**WHAT YOU SHOULD DO:**
Copy out the lines of the material below, reproducing each one verbatim.
#### INPUT FOR THIS TASK ####
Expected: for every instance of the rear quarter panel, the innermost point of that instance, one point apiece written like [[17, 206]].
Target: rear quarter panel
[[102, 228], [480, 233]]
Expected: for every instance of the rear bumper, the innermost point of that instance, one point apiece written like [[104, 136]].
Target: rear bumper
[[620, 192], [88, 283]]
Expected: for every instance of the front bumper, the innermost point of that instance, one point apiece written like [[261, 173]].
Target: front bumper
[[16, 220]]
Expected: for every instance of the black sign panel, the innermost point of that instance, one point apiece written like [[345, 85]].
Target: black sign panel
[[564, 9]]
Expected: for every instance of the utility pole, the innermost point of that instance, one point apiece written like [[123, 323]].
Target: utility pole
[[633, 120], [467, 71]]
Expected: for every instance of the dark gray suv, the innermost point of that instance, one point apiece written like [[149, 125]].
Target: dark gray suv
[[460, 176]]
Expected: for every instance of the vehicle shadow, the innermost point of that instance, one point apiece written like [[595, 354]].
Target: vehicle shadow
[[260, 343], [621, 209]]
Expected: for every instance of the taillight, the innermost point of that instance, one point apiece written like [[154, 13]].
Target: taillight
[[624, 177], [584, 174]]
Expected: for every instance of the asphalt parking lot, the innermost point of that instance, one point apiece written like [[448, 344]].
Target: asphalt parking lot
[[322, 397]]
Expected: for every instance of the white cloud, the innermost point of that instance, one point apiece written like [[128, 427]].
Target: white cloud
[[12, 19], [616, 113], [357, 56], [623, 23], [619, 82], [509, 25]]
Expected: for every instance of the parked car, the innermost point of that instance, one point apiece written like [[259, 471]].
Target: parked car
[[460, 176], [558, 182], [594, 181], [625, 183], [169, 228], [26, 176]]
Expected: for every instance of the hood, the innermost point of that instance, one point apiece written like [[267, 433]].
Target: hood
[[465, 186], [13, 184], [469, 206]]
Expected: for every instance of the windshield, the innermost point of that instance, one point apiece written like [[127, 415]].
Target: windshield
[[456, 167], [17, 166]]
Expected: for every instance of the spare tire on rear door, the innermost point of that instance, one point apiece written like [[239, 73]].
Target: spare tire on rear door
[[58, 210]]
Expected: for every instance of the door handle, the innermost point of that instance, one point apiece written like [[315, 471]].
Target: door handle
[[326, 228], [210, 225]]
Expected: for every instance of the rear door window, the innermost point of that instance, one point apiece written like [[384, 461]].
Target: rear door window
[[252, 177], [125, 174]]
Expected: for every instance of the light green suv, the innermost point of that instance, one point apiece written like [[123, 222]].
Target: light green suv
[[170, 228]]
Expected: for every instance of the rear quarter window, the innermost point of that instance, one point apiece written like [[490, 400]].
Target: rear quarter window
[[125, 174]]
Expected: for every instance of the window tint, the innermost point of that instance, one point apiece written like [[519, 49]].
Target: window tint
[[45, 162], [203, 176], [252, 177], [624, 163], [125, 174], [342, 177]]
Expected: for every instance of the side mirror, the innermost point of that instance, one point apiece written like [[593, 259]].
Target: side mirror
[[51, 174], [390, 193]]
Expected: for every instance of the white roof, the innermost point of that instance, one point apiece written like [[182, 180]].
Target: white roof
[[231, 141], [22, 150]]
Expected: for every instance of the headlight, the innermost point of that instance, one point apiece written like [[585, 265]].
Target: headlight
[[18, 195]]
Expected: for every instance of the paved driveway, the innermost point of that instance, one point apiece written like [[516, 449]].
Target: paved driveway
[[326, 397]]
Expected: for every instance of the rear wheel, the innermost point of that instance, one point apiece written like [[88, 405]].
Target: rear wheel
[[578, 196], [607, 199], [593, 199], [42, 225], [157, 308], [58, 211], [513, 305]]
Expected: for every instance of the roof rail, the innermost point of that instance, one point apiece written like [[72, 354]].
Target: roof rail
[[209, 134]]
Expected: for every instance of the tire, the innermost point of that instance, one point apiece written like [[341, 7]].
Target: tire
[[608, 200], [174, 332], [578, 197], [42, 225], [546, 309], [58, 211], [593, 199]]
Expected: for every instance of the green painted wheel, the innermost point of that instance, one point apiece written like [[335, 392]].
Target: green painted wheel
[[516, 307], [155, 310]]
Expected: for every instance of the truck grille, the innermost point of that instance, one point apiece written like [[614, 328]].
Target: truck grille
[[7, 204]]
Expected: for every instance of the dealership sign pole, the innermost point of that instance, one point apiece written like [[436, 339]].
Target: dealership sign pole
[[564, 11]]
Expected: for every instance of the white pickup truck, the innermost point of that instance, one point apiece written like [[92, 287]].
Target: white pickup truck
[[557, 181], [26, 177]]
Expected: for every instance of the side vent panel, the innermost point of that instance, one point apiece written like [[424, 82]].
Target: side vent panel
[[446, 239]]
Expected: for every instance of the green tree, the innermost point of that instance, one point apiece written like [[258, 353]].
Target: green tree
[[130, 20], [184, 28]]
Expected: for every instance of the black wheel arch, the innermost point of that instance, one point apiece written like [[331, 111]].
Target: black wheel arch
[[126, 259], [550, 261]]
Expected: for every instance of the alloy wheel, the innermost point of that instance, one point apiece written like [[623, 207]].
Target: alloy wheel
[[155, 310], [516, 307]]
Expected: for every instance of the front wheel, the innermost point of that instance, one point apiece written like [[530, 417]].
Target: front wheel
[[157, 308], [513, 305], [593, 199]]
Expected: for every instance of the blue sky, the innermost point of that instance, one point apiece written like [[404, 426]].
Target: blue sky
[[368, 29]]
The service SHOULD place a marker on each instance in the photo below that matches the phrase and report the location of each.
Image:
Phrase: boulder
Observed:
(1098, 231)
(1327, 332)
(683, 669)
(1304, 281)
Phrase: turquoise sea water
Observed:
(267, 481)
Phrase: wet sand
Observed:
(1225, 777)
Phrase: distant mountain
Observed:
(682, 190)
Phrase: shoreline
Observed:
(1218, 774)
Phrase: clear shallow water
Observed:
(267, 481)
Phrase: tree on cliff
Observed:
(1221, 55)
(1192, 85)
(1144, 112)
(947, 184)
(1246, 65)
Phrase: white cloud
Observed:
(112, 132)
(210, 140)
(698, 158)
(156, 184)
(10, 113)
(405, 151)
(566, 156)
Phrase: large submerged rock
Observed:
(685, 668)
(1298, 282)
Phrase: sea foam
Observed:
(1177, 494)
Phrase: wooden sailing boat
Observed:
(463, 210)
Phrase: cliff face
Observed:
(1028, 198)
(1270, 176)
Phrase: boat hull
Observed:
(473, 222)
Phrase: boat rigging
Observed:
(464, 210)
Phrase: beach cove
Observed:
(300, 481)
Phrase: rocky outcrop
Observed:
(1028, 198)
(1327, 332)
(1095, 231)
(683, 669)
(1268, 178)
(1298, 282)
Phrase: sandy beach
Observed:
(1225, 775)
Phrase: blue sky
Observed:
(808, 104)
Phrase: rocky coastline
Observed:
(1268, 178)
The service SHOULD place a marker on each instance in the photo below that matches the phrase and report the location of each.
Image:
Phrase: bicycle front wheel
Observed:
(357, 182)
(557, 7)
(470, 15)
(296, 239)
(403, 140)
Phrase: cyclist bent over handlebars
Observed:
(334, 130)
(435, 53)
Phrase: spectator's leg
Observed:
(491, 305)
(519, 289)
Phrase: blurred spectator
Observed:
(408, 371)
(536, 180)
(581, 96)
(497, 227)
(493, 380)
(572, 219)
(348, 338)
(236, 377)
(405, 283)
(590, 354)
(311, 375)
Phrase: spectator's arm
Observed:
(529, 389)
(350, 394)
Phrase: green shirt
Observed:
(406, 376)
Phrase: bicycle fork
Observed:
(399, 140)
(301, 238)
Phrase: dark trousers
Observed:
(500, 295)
####
**THE OUTPUT:**
Expected: for every instance of the rear quarter panel, the innermost point of that instance, one point apiece written like [[17, 206]].
Target: rear quarter panel
[[102, 228], [480, 233]]
Expected: for every instance of the rear bumper, the innermost point of that instance, one point apiece written like [[104, 136]].
Target: rear bumper
[[620, 192], [88, 283]]
Expected: for every instance of the front bumper, the innermost point of that instance, one point apiece written like [[261, 173]].
Target: front bumper
[[16, 220]]
Expected: for every instance of the black sign panel, the innermost point of that instance, one point apiece written like [[345, 85]].
Target: black sign panel
[[564, 9]]
Expected: for every instance of the utility pole, the innermost point of that instance, one point apiece written like [[123, 323]].
Target: utility pole
[[633, 120], [467, 71]]
Expected: for every instance of the dark gray suv, the innermost point of that instance, one point apiece written like [[149, 125]].
Target: dark gray suv
[[460, 176]]
Expected: for every instance of the vehicle shadow, the innermost point of that instance, one point apiece written like [[595, 354]].
Target: vehicle shadow
[[260, 343], [621, 209]]
Expected: for every instance of the taillight, the innermost point of that instance, one point apiece written like [[154, 13]].
Target: taillight
[[624, 177], [584, 174]]
Expected: for every instance of the asphalt parking lot, the innermost point of that instance, one point apiece written like [[448, 344]].
Target: asphalt parking lot
[[322, 397]]
Expected: for every instance of the white cloud, the innermost point of that instance, one point apiece written like [[128, 427]].
Target: white cloud
[[12, 19], [616, 113], [357, 56], [623, 23], [619, 82], [509, 25]]
Expected: for every instance of the parked car, the innermost point of that instance, one point apiece written like [[259, 471]].
Target: parked car
[[460, 176], [558, 182], [594, 181], [625, 183], [169, 228], [26, 176]]
Expected: for every instance of the hood, the innermost point of that instance, one point apiece written like [[267, 433]].
Target: hood
[[465, 186], [13, 184], [469, 206]]
Expected: for every instance of the windshield, the innermost point of that instance, one point apiece written like [[127, 415]].
Target: windshield
[[456, 167], [17, 166]]
Expected: for every instance of the spare tire on rear door, the innermost point of that instance, one point apiece written like [[239, 73]].
Target: spare tire on rear door
[[58, 210]]
Expected: for every instance of the door handle, the innermost point of that instance, one point apiece written like [[315, 471]].
Target: door handle
[[326, 228], [210, 225]]
Expected: for every instance of the rear door window, the innermost point of that instance, one point apiece written like [[384, 461]].
Target: rear door window
[[252, 177], [125, 174]]
Expected: for every instance of the light green suv, the innermost point of that instance, one point apiece written like [[123, 222]].
Target: light green suv
[[170, 228]]
Expected: for every instance of the rear quarter window, the innermost point of that instance, one point apiece written like [[490, 400]].
Target: rear quarter window
[[125, 174]]
Expected: for every instance of the window tint, the innermost point of that instance, one point apiece written like [[519, 49]].
Target: window tint
[[45, 162], [203, 176], [252, 177], [624, 163], [125, 174], [342, 177]]
Expected: for every instance of the side mirror, the innermost point of that instance, one point apiece written like [[593, 259]].
Target: side mirror
[[51, 174], [390, 193]]
Expected: for every instance of the white roof, the innermost point of that instance, one point apiece written like [[182, 180]].
Target: white roof
[[231, 141], [22, 150]]
Expected: for every instance of the headlight, the innermost point of that instance, one point apiece written like [[585, 265]].
Target: headlight
[[18, 195]]
Expected: for every instance of the paved driveway, the innermost point of that instance, one point apiece written like [[516, 449]].
Target: paved driveway
[[326, 397]]
Expected: for every instance of the rear wheel, the innermost point of that instance, one point apiece written like [[88, 405]].
Target: rear wheel
[[578, 196], [607, 199], [593, 199], [42, 225], [157, 308], [58, 211], [513, 305]]
Expected: for every instance of the roof rail, the innermost point of that instance, one point apiece written like [[72, 354]].
Target: roof rail
[[209, 134]]
Expected: for every instance of the tire, the innermost point of that instance, one point apiece written like [[341, 7]].
Target: tire
[[608, 200], [174, 332], [578, 197], [42, 225], [546, 309], [58, 211], [593, 199]]
Expected: for every instance of the green painted wheel, the innermost point of that instance, one point apiece written like [[335, 392]].
Target: green painted wheel
[[516, 307], [155, 310]]
Expected: for every instance of the truck grille, the innermost point of that instance, one point apiece written like [[614, 328]].
Target: truck grille
[[7, 204]]
Expected: for every instance of the dealership sign pole, the innermost point of that instance, one point apiece written like [[436, 339]].
Target: dealership sign pole
[[564, 11]]
Expected: for every instance of the white pickup truck, the innermost point of that instance, one point apiece written like [[92, 287]].
Target: white pickup truck
[[557, 181], [26, 177]]
Expected: for every instance of the side vent panel, the innermost point of that instance, one point apiece written like [[424, 82]].
Target: side vent panel
[[446, 239]]
Expected: for every instance of the green tree, the innermost point of that instance, one point apiece written like [[258, 353]].
Target: green tree
[[130, 20], [184, 28]]
Expected: for every instance of the black wheel arch, the innermost point of that instance, one point apiece written like [[331, 111]].
Target: black wheel arch
[[126, 259], [550, 261]]
Expected: for every instance of the alloy wheel, the innermost point of that instance, one point apiece written like [[623, 207]].
Target: alloy wheel
[[155, 310], [516, 307]]
Expected: for every instance of the front wheel, the innermost point of that instance, one point apiece written like [[530, 417]].
Target: front wheel
[[157, 308], [513, 305], [593, 199]]
Expected: for every instance of the blue sky, the innermost point of that instance, one point apiece written like [[404, 426]].
Target: blue sky
[[368, 29]]
The service SHOULD place a marker on each instance in the photo below that matches the phrase and report the location of each.
Image:
Phrase: boulder
Observed:
(1098, 231)
(1327, 332)
(683, 669)
(1304, 281)
Phrase: turquoise sea water
Observed:
(267, 481)
Phrase: wet sand
Observed:
(1225, 777)
Phrase: distant mountain
Observed:
(682, 190)
Phrase: shoreline
Observed:
(1218, 774)
Phrase: clear shallow water
Observed:
(267, 481)
Phrase: tree on cliff
Observed:
(1221, 55)
(1192, 85)
(1144, 112)
(947, 184)
(1246, 65)
Phrase: white cloud
Observed:
(112, 132)
(210, 140)
(698, 158)
(156, 184)
(10, 113)
(405, 151)
(566, 156)
Phrase: large submerged rock
Observed:
(685, 668)
(1298, 282)
Phrase: sea foam
Observed:
(1177, 494)
Phrase: wooden sailing boat
Observed:
(463, 210)
Phrase: cliff face
Observed:
(1028, 198)
(1270, 176)
Phrase: boat hull
Observed:
(473, 222)
Phrase: boat rigging
Observed:
(464, 210)
Phrase: beach cove
Observed:
(300, 481)
Phrase: rocky outcrop
Observed:
(1028, 198)
(1327, 332)
(1095, 231)
(683, 669)
(1268, 178)
(1298, 282)
Phrase: sandy beach
Observed:
(1225, 775)
Phrase: blue sky
Observed:
(808, 104)
Phrase: rocky coastline
Observed:
(1268, 178)
The service SHOULD place a marker on each instance in the photo below that matches the phrase and report the location of each.
Image:
Phrase: bicycle front wheel
Observed:
(357, 182)
(557, 7)
(470, 15)
(296, 239)
(403, 140)
Phrase: cyclist bent over handlebars
Observed:
(334, 130)
(435, 53)
Phrase: spectator's leg
Observed:
(491, 305)
(519, 289)
Phrase: blurred spectator
Observed:
(408, 371)
(536, 180)
(581, 96)
(497, 227)
(493, 380)
(572, 219)
(348, 338)
(236, 377)
(405, 283)
(590, 354)
(311, 375)
Phrase: spectator's arm
Observed:
(529, 389)
(350, 394)
Phrase: green shirt
Observed:
(406, 376)
Phrase: bicycle fork
Observed:
(399, 140)
(301, 238)
Phrase: dark trousers
Observed:
(500, 295)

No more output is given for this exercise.